[[ Available data, beginning ]]

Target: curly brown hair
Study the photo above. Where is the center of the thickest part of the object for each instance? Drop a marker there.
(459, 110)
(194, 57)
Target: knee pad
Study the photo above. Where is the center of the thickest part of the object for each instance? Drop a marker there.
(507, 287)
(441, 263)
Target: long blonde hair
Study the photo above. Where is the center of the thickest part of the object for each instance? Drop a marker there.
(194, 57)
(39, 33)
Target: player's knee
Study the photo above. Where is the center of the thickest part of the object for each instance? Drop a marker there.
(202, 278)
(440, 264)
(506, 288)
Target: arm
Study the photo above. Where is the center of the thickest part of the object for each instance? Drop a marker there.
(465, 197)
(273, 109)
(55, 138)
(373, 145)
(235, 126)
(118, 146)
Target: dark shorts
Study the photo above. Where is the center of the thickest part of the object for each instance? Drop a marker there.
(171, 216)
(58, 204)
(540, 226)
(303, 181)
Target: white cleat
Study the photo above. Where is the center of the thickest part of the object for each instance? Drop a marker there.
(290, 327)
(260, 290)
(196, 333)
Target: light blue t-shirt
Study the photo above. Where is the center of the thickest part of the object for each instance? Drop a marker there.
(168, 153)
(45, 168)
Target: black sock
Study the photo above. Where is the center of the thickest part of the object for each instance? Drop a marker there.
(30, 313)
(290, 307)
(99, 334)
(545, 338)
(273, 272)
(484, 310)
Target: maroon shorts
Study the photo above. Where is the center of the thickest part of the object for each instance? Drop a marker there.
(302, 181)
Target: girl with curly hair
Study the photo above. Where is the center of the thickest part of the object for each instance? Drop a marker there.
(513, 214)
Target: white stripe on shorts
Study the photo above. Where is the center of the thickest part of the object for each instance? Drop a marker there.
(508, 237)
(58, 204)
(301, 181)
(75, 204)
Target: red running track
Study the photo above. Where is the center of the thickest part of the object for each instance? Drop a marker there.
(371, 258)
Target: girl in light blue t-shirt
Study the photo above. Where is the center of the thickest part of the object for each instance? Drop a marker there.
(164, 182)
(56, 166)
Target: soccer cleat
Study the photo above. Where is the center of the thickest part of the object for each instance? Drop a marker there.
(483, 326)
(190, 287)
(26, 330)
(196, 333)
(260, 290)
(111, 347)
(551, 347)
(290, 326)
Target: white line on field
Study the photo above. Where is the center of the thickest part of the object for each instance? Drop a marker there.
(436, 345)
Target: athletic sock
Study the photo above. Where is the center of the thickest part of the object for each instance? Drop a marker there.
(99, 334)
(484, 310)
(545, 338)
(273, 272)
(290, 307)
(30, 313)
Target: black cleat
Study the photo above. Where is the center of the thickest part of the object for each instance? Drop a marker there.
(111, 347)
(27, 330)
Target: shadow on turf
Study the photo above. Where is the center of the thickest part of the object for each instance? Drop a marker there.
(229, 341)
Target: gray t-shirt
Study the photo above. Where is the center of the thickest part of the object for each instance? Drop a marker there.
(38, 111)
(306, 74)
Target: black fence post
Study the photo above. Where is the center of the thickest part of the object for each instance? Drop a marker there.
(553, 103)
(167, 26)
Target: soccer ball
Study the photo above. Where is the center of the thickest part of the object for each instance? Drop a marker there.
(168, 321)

[[ Available data, end ]]

Instructions to follow: Reproduce the data above in full. Leave nothing out.

Solution to the exercise:
Target: curly brown hair
Study the photo above. Where is the center of the thickest part of the object for each instance? Drop a marker there.
(459, 110)
(194, 57)
Target: knee pad
Study the photo above. Where is the center of the thickest part of the object for each instance? Drop a marker there.
(507, 287)
(441, 263)
Target: long blonde hair
Study the photo above. Where is the center of the thickest part of the object for each instance? Drop a marker there.
(194, 57)
(39, 33)
Target: player's knee
Study the photo above. Where is the center of the thickest part of the object for each instance? Drop a marker there.
(202, 278)
(440, 264)
(506, 288)
Target: arm
Study the photo above. Where is the center of the thickest part of the object for each instance? Drop a marker there.
(465, 197)
(273, 109)
(55, 138)
(373, 145)
(235, 126)
(118, 146)
Target: dark shorts
Study the photo above. Where is the center of the thickest part of the object for each instance? Drop a marker there.
(171, 216)
(58, 204)
(540, 226)
(303, 181)
Target: white cleat
Study the photo above. Where is the center of the thickest part of the object for each instance? Drop a marker there.
(290, 327)
(260, 290)
(196, 333)
Target: light blue t-shirt
Study the photo above. Where is the center of the thickest part of the object for each instance? Drop a marker there.
(168, 153)
(45, 168)
Target: black sock
Study the photo above. Where is the center of the thickest part of the object for each instance? Drop a marker there.
(30, 313)
(290, 307)
(99, 334)
(545, 338)
(273, 272)
(484, 310)
Target: maroon shorts
Study the photo above. Where is the center of the thickest part of the object for each instance? Drop a marker there.
(302, 181)
Target: girl with curly hair
Study the photo above. Where is the center of the thickest part of the object for each instance? Drop a marker there.
(513, 214)
Target: white stripe on shorts
Study the photo above. Where is the center of the thickest part of the object for each instance? Drop a marker there.
(508, 237)
(58, 204)
(301, 181)
(75, 204)
Target: red running track
Study the photo above. Where is the center of the thickest part of the object for each instance? Drop a marker there.
(371, 258)
Target: girl in light blue t-shirt
Study the photo above. Where is the center of the thickest part of the object for each instance? Drop a marker there.
(164, 182)
(56, 166)
Target: soccer cleat
Study the photo above. Where is the center of the thickest part of the object for each instance? Drop a marker there.
(483, 326)
(190, 287)
(26, 330)
(196, 333)
(260, 290)
(111, 347)
(551, 347)
(290, 326)
Target: white line on field
Study the photo above. Where is the center of the thickest part of the object for each instance? Drop a marker there.
(436, 345)
Target: athletic sock
Study the photo above. Where is the center of the thickest part of the object for each instance? Drop a marker there.
(99, 334)
(484, 310)
(545, 338)
(273, 272)
(290, 307)
(30, 313)
Target: black cleat
Study the photo above. Where is the center of the thickest part of the object for each instance? Drop a marker there.
(111, 347)
(27, 330)
Target: shadow on turf
Study the photo above. Where is the center of the thickest part of the object for each instance? Drop a marker there.
(229, 341)
Target: gray t-shirt
Study the photo above. Where is the center of the thickest part of the object for each instance? Drop a marker there.
(38, 111)
(306, 74)
Target: black fence post
Study the photo above. Where is the center of the thickest part of the object for each instance? Drop a marker there.
(553, 103)
(167, 26)
Target: soccer ball
Study the photo above. Where is the center of the thickest part of the object for each instance? Drop a marker there.
(168, 321)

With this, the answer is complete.